■ УКАЗАНИЯ И ТРЕБОВАНИЯ ■
Приведите заново часть статьи о рассказе Солженицына «Эго» между «Прежде всего, почему» и «выборе собственного курса.» включительно, подставив «Зигмунд Фрейд» вместо «З.Фрейд».

■ ЦИТИРУЕМЫЙ ФРАГМЕНТ ■
· · ·
Блоги
«Капитанская дочка» Солженицына.

Если бы я получил пожизненный срок в одиночной камере и мне задали бы пошлый вопрос, какие три книги ты возьмёшь на всю оставшуюся жизнь читать и перечитывать, я попросил бы «Капитанскую дочку», да «Записки охотника», да «Тараса Бульбу».
Ст.Куняев.

Прежде всего, почему речь поведётся об одном из рассказов А.И.Солженицына, называется он «Эго».

  Вообще, слово «эго» в переводе с латинского означает «я». В научной литературе термин этот использовал З.Фрейд для описания человеческой психики. Согласно основателю психоанализа, эго – посредник между внешним и внутренним миром, реализующий личную точку отсчёта, благодаря чему события прошлого соотносятся с событиями настоящего и будущего.

  Предполагается, что человек с сильным эго объективен в оценках окружающего мира и себя, умеет организовать свою деятельность и выполнять принятые решения, осуществлять выбор из имеющихся альтернатив и направлять свои устремления в общественно полезное русло, наконец, такая личность в силах противостоять как физическому, так и социальному (моральному) давлению при выборе собственного курса.

  Пусть читатель не сочтёт этот кратенький комментарий к одному из психоаналитических терминов пустопорожней забавой; следуя в дальнейшем нашему тексту, он, надеюсь, поймёт его актуальность. К тому же, автор так назвал своё сочинение – не просто же по произволу.
Для тамбовских рассказ «Эго» в некотором роде особенная гордость: ещё одно художественное произведение об антоновщине – крестьянском восстании начала 20-х годов прошлого века. Немало крупных (и по объёму) художественных произведений написано о мятеже крестьянских масс нескольких уездов Тамбовской губернии против Советской власти, последним по времени жестоким с обеих сторон порывом гражданской войны. Среди них романы и повести Н.Е.Вирты, А.В.Стрыгина, Б.К.Панова, И.З.Елегечева, есть интереснейшие воспоминания непосредственных участников, опубликованы солидные исторические труды на эту же тему. А ещё и солженицынский опыт на тамбовский образчик бунта.

  Сложнее объяснить, причём тут «Капитанская дочка». Вроде бы у Солженицына произведения с таким названием нет. И кавычки в заголовке надо воспринимать не столько впрямую как название пушкинского романа, но, скорее, как метафору - приём, превращающий форму в нечто чрезвычайно содержательное, определяющее для сказанного.
· · ·
■ ИСХОДНЫЕ ДАННЫЕ ■
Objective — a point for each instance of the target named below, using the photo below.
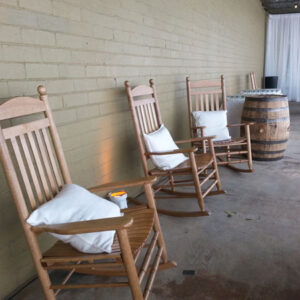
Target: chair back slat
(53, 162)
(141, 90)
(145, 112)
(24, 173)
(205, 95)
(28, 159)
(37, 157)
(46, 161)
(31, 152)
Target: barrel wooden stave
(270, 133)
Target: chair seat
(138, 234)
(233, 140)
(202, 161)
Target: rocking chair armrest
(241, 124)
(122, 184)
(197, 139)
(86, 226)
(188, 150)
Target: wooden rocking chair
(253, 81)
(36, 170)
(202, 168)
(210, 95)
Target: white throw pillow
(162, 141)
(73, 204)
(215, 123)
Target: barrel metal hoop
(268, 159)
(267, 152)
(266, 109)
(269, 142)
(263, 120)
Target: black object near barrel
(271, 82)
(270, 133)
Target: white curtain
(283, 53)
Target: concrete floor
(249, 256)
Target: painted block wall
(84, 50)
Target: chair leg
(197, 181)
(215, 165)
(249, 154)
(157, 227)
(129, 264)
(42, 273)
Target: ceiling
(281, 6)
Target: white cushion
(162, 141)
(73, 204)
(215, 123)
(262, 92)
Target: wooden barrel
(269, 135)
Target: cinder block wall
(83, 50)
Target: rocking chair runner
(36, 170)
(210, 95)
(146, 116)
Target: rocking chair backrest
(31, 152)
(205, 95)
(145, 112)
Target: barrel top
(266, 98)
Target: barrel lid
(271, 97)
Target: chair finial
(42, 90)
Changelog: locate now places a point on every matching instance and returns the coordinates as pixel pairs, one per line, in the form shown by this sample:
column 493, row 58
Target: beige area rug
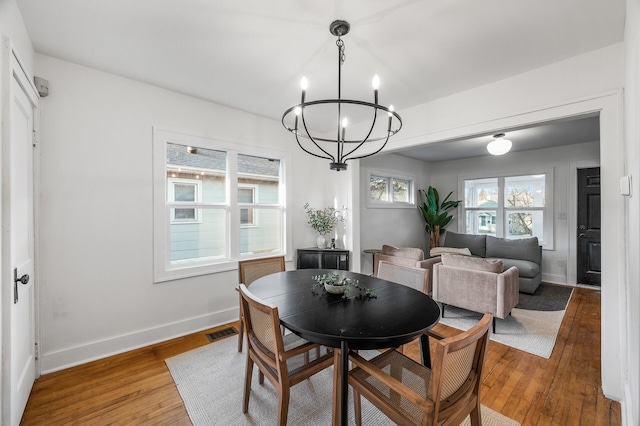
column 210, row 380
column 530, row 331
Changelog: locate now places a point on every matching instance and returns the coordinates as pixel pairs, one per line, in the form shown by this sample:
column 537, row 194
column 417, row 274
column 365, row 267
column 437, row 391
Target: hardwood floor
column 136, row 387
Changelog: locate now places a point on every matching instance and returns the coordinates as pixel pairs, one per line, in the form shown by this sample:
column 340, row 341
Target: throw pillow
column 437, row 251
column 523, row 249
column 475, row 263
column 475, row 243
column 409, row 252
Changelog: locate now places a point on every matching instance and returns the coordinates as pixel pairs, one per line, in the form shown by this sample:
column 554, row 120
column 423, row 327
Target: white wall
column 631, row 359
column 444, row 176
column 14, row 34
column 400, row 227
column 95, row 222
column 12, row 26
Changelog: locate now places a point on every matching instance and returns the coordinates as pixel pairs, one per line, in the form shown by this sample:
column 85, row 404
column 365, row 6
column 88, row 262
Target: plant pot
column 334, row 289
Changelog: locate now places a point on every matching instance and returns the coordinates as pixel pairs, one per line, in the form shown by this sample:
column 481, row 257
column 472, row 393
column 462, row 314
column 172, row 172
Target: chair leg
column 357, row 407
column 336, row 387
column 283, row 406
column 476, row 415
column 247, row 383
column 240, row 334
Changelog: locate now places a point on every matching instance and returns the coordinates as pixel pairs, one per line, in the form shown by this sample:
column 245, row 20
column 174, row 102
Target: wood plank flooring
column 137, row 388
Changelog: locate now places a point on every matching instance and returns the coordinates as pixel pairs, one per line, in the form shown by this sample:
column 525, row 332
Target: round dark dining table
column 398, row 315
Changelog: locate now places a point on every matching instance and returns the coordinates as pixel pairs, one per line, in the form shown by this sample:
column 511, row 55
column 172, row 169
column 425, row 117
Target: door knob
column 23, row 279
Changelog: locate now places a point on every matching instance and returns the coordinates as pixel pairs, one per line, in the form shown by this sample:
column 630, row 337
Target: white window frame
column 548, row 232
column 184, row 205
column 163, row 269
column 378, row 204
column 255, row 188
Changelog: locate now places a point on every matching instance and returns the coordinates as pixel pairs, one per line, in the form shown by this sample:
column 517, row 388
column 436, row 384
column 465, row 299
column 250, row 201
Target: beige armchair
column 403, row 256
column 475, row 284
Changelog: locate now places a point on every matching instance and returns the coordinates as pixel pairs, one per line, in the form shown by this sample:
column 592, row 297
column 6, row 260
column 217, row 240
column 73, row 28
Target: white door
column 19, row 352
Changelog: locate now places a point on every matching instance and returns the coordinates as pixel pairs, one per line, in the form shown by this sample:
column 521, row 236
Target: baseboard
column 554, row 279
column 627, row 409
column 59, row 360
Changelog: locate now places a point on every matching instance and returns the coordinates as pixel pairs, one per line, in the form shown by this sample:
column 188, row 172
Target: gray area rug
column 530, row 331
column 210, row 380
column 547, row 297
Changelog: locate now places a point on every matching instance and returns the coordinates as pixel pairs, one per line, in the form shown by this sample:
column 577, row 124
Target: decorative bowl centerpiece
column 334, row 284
· · ·
■ РЕЗУЛЬТАТ ■
Прежде всего, почему речь поведётся об одном из рассказов А.И.Солженицына, называется он «Эго».

  Вообще, слово «эго» в переводе с латинского означает «я». В научной литературе термин этот использовал Зигмунд Фрейд для описания человеческой психики. Согласно основателю психоанализа, эго – посредник между внешним и внутренним миром, реализующий личную точку отсчёта, благодаря чему события прошлого соотносятся с событиями настоящего и будущего.

  Предполагается, что человек с сильным эго объективен в оценках окружающего мира и себя, умеет организовать свою деятельность и выполнять принятые решения, осуществлять выбор из имеющихся альтернатив и направлять свои устремления в общественно полезное русло, наконец, такая личность в силах противостоять как физическому, так и социальному (моральному) давлению при выборе собственного курса.